Cinemas do mundo inteiro lotam salas com a estreia de “Pandemia 19”, narrativa cinematográfica baseada em fatos reais, com Leonardo di Caprio, já cansado e abatido, e Angelina Jolie, com cara de vovó, depois do novo implante de seios e enchimento dos lábios como o casal cientista que descobre, em tempo recorde, e em meio a uma série de incidentes a vacina que salvou milhões de pessoas no planeta.

Mandetta, ex-Ministro da Saúde e atual deputado federal, lança livro autobiográfico com o título: O SUS-to que relata sua trajetória na saúde, os bastidores de um dos seus maiores desafios à frente do ministério e o susto que levou quando descobriu que o Sistema Único de Saúde (SUS) se configurou como um dos maiores e melhores planos de saúde pública do mundo, graças aos milhares de trabalhadores comprometidos com a saúde do país e aos investimentos públicos que são, quando eles querem, efetivamente empregados.

━━━━

● **Tarefa**
Copie do texto fornecido, sem qualquer alteração, o trecho que vai de “Mandetta, ex-Ministro da” até “querem, efetivamente empregados.”.

● **Dados**
━━━━

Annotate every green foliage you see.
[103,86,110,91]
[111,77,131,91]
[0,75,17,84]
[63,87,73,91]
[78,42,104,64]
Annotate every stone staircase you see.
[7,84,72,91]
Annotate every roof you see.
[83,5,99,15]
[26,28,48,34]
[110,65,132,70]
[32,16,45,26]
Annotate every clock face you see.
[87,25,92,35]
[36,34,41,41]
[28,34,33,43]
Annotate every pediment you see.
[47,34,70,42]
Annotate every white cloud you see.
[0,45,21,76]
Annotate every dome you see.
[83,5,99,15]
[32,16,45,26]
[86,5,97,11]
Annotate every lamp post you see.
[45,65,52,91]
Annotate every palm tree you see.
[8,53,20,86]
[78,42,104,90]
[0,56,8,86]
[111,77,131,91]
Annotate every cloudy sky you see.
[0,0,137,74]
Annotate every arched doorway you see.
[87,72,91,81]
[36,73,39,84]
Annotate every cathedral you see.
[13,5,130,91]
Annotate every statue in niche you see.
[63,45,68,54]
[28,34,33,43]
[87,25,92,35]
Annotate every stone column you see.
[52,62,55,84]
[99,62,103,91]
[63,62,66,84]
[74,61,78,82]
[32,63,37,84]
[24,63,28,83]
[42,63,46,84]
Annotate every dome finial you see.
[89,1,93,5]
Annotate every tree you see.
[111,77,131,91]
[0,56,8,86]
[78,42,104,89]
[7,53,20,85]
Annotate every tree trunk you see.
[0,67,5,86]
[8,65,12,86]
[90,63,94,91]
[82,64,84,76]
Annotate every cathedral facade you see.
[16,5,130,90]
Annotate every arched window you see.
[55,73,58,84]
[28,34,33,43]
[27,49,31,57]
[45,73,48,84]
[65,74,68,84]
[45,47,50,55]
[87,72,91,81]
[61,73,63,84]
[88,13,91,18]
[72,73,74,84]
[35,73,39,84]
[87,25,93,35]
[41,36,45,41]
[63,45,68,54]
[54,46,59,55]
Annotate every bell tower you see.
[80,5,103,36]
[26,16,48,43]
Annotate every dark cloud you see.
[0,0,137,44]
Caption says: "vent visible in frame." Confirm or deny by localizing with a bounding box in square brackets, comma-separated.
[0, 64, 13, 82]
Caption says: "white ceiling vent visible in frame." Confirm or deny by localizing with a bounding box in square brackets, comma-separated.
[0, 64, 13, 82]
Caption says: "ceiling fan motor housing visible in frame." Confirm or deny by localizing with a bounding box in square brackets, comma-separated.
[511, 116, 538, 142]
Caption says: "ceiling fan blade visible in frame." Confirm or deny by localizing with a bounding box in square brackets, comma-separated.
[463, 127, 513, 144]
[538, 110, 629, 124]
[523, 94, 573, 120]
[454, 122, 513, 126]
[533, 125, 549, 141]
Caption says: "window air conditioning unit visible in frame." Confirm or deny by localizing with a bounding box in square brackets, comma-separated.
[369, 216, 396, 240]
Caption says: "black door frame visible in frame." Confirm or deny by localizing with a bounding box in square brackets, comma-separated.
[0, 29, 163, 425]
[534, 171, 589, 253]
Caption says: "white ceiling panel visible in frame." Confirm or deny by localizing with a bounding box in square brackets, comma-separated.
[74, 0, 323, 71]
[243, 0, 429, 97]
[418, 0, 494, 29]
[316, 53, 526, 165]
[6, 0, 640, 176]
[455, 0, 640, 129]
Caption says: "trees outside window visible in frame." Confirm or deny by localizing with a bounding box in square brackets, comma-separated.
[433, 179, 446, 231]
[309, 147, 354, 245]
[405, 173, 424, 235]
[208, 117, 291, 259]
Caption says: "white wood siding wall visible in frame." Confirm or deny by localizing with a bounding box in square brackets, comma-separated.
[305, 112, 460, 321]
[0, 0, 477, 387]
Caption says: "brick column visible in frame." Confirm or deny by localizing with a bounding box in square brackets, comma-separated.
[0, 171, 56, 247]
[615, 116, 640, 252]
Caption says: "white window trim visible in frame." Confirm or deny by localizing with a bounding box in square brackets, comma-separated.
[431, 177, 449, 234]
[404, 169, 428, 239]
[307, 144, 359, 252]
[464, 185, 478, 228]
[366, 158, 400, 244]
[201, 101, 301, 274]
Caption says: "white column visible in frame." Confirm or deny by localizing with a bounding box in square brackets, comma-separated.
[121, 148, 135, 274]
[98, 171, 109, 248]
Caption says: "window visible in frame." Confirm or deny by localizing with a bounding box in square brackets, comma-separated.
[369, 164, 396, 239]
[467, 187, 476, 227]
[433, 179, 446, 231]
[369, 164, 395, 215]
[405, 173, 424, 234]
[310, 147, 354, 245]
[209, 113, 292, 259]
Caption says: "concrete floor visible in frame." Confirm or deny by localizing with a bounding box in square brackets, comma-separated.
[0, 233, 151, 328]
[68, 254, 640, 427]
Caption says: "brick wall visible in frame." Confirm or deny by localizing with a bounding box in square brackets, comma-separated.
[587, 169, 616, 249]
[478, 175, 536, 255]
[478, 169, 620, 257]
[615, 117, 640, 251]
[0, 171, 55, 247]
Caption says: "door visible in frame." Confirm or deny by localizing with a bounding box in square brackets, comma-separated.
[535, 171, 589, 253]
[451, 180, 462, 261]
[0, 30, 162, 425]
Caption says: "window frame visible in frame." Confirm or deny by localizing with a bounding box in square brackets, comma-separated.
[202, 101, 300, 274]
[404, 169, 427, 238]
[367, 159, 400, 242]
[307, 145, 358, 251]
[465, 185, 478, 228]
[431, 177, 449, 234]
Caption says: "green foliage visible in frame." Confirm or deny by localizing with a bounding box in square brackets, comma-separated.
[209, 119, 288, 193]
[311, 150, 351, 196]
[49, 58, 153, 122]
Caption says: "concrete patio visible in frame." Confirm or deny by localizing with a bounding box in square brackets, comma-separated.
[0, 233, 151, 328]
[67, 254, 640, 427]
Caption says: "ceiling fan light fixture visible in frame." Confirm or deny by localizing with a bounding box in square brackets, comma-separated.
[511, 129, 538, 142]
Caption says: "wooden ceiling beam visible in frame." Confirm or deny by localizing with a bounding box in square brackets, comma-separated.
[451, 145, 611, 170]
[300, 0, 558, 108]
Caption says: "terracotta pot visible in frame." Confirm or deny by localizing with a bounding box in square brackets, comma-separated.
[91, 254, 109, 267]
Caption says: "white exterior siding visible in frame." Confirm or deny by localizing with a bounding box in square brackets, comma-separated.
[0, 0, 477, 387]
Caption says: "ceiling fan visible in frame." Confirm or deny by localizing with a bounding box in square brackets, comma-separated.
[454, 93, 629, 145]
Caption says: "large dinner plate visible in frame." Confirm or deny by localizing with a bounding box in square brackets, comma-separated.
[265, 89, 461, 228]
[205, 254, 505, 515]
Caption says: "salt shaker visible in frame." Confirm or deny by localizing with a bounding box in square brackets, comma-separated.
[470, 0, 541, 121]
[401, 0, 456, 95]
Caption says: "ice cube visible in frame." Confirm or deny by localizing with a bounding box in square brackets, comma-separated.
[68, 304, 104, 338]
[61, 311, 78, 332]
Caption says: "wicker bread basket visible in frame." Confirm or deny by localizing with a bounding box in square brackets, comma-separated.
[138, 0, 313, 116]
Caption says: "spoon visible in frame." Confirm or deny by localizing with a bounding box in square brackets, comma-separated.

━━━━

● **Resposta**
Mandetta, ex-Ministro da Saúde e atual deputado federal, lança livro autobiográfico com o título: O SUS-to que relata sua trajetória na saúde, os bastidores de um dos seus maiores desafios à frente do ministério e o susto que levou quando descobriu que o Sistema Único de Saúde (SUS) se configurou como um dos maiores e melhores planos de saúde pública do mundo, graças aos milhares de trabalhadores comprometidos com a saúde do país e aos investimentos públicos que são, quando eles querem, efetivamente empregados.